- What is expected
Carry on the essay comparing the narrators of Oroonoko and Moll Flanders, starting right after its last sentence.

** start Text segment **

She observes and tells the story to her audience, as Behn probably did before, but we know little about her appearance or why she is in Surinam, or her family, her occupation, or her life in the colony. We know that she is in some ways Oroonoko’s mentor and teacher because she is quite well-educated. Her father should have become lieutenant general in Surinam, but died at sea, and she pretends to play an important role in the politics of the colony, but there is no evidence for it. On the contrary, she withdraws whenever she should make use of this circumstance.

However, we learn more about her by Behn’s conscious identification with her narrator. Reading between the lines, the picture of an independent woman arises. Moll is quite one-sided because all her concerns in life are of an economic nature. Her character is revealed by her actions and thoughts but we know few details of her marriages, nor does she express any emotions without mentioning economic matters in the same sentence. She is completely devoted to material comfort. Both narrators are conscious about their individuality because they feel unique in their environment.

For example neither of them identifies with wicked people of their own class, a circumsatnce which is expressed in the skilful use of personal pronouns: “… ’tis fit I tell you the manner of bringing them to these new colonies; for those they make use of there, are not natives of the place, for those we live in perfect amity, without daring to command them;” (Behn, 75) and Moll Flanders speaks of other pickpockets as “they,” she doesn’t include herself: “Namely, that tho’ I often robb’d with these People, yet I never let them know who I was … Defoe, 221).

Time influences a character as far as past experience is the cause of present actions. Personal development, thoughts and changes are dependent on the flow of time. In Moll Flanders, time is an important factor. It is a biography which begins with the protagonist’s birth. The whole story is told by an old Moll looking back on her life. There is an inconsistency between the young and the old Moll, however, as she doesn’t seem to be aware of any difference in her memories and thoughts between the past and the present.

She doesn’t realize her development. Furthermore, she doesn’t seem to grow older physically and she forgets many parts of her life. Despite this, Moll is deeply rooted in the time process and although there is little development in her character, she is nevertheless influenced by her former experiences: “I had been trick’d once by that Cheat call’d Love, but the Game was over; I was resolv’d now to be Married, or Nothing at all. ” (Defoe, 60). Time contributes to Oroonoko in as far as it reflects a part of British history.

** end Text segment **
** start Entries supplied **

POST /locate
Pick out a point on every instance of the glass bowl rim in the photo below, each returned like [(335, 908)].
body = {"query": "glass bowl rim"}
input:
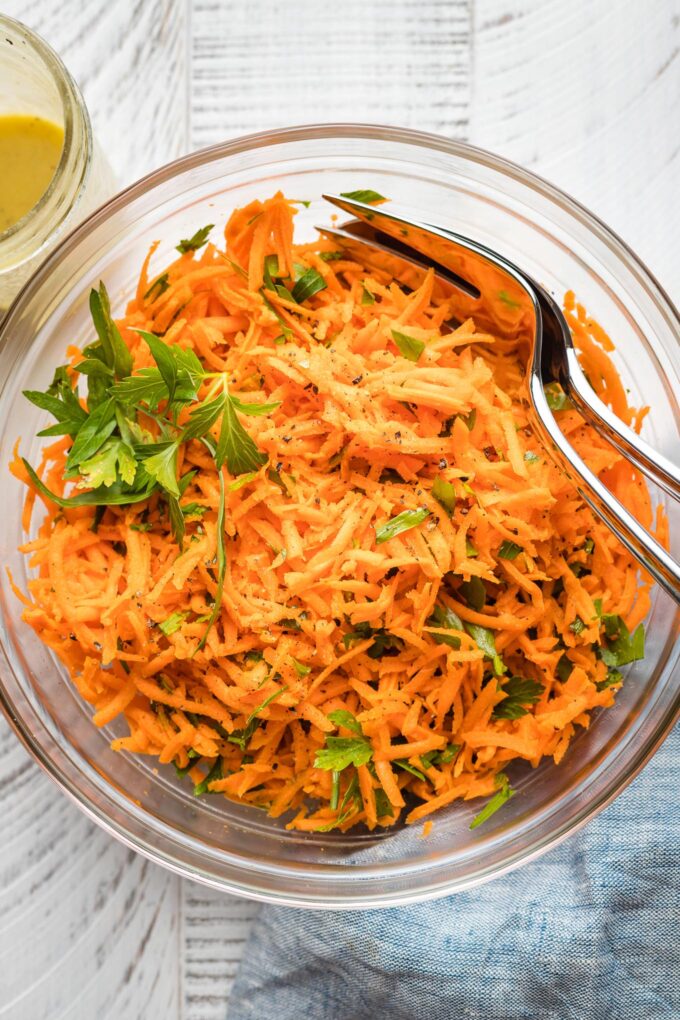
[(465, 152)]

** end Entries supplied **
** start Entries supplied **

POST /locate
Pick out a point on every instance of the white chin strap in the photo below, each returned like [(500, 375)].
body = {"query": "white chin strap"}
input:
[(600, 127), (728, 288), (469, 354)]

** end Entries supplied **
** start Entries supplied **

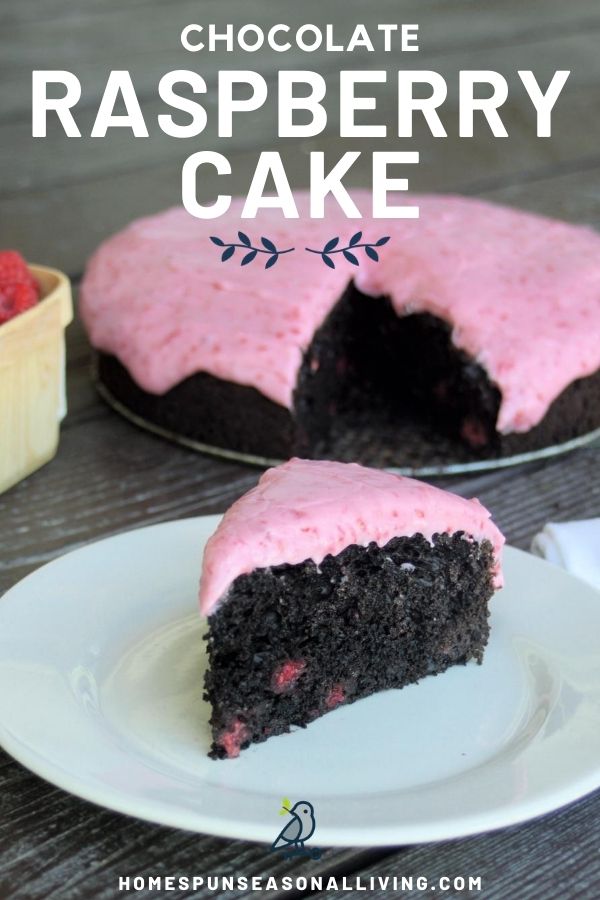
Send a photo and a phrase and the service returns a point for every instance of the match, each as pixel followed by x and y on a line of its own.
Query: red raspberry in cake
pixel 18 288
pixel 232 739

** end Entries supplied **

- Exercise output
The Surinam epidoses read more like a romantic travel story than a novel. As it is commonly believed that Aphra Behn went to Surinam it is quite possible that her readership read it like a travel journal. But, nevertheless, the narrator does not respond to time as there is no development in her throughout the story. She promises to support Oroonoko and claims to have authority in the beginning of the novel which later she will not give or have. Similar to Moll, she isn’t capable of applying her past thoughts. Looking at the time process in both works there are inconsistencies.

They are obviously in a transitional state but there is a clear difference from the universality of a work by Shakespeare, Milton or Chaucer and these two early novels. The reader will notice a specific awareness of space in both novels. This finds its expression in description. Moll’s world in particular is precisely revealed. Moll is caught in the self-defined space of a lower middle-class environment full of craving for material wealth and comfort. In her report she makes this world ‘visible’ to the reader. Behn’s narrator is conscious of space in a different way.

As her work (especially the part taking place in Surinam) is in many ways a travel story, there is a lot of description of the colony and its inhabitants and a lively illustration of customs and scenery. Thus, although both narrators lack a certain concern for their surroundings they are aware of it. Language in realistic literature should show accuracy and authenticity. Defoe was a journalist with an immense output of written work. Moll Flanders mirrors this, as it is written in a journalistic, observing and, in some ways, bare style.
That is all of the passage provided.